§ **THE PROBLEM**
Line by line, transcribe the listing below exactly.

§ **DATA SUPPLIED**
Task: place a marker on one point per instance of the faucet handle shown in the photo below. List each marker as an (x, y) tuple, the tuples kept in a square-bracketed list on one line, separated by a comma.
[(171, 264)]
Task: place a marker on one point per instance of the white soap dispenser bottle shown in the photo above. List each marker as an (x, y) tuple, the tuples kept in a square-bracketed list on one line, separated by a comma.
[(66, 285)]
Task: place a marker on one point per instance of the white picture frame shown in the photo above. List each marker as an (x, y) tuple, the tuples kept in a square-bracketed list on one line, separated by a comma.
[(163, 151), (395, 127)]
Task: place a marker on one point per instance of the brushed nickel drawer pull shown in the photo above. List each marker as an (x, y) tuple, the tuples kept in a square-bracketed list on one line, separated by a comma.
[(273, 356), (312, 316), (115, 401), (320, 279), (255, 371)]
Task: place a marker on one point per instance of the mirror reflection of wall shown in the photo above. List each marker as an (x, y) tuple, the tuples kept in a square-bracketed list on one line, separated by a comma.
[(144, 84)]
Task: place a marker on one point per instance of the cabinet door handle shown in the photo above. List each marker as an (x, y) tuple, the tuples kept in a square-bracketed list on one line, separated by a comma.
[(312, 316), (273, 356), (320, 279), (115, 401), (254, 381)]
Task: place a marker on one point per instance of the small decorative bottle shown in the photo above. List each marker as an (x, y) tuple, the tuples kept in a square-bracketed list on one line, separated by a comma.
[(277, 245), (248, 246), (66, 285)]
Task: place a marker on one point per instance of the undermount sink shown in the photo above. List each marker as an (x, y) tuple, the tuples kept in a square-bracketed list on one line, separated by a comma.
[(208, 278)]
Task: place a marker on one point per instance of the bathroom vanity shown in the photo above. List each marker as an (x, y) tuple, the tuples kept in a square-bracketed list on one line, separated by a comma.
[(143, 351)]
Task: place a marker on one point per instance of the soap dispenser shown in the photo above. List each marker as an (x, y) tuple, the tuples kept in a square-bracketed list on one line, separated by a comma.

§ **COMPLETED EXERCISE**
Task: place a marker on one point per instance of the faucet handle shown in the photo below. List each marker as an (x, y) tuple, the tuples kept in a square-bracketed list on one line, separated by a comma.
[(171, 264)]
Task: place a marker on one point per instance of the white soap dispenser bottle shown in the photo above. List each marker as an (x, y) tuple, the tuples kept in a square-bracketed list on one line, separated by a comma.
[(66, 285)]
Task: place a marker on one point per instance of the white picture frame shown in the photo above. List each marker as an (x, y) tuple, the tuples kept in a square-bracketed list on one line, separated by a comma.
[(163, 151), (395, 127)]
Task: place a marker on one point per instance of the brushed nickel drawer pull shown in the photo above. List each marker as an (x, y) tuple, the tuples kept in a square-bracketed list on one line, separated by a comma.
[(273, 356), (312, 316), (115, 401), (320, 279), (255, 371)]
Task: place a marker on one point per instance of the mirror reflection of wall shown in the photo above. List each marker as an (x, y) tuple, the tuples kept in a square-bracketed list on one line, separated by a comma.
[(144, 84)]
Task: place a marker on one point per instance of the cabinet door handle shown in the photo above. List each marker as an (x, y) tuple, the tuples kept in a square-bracketed list on one line, separated by a comma.
[(312, 316), (273, 356), (320, 279), (115, 401), (254, 381)]
Task: place a marker on one point per instance of the small decorative bottle shown in the photo above. List each marker as an (x, y) tuple, the tuples kept in a square-bracketed list on one line, separated by a comma.
[(277, 245), (248, 246), (66, 285)]
Task: place a marker on one point per instance of the undermount sink shown in the photo above. List each marker as an (x, y) tuple, the tuples kept in a square-bracketed list on one line, separated by a comma.
[(208, 278)]
Task: place a marker on one point per instance of the bathroom vanity shown in the photo above. List each marker as an (x, y) tuple, the tuples kept in a square-bracketed list on one line, separated by a comma.
[(143, 351)]
Task: place a marker on one point per instance of the soap dispenser shown in the photo above. List each marker as an (x, y) tuple, the tuples kept in a square-bracketed list on one line, separated by a comma.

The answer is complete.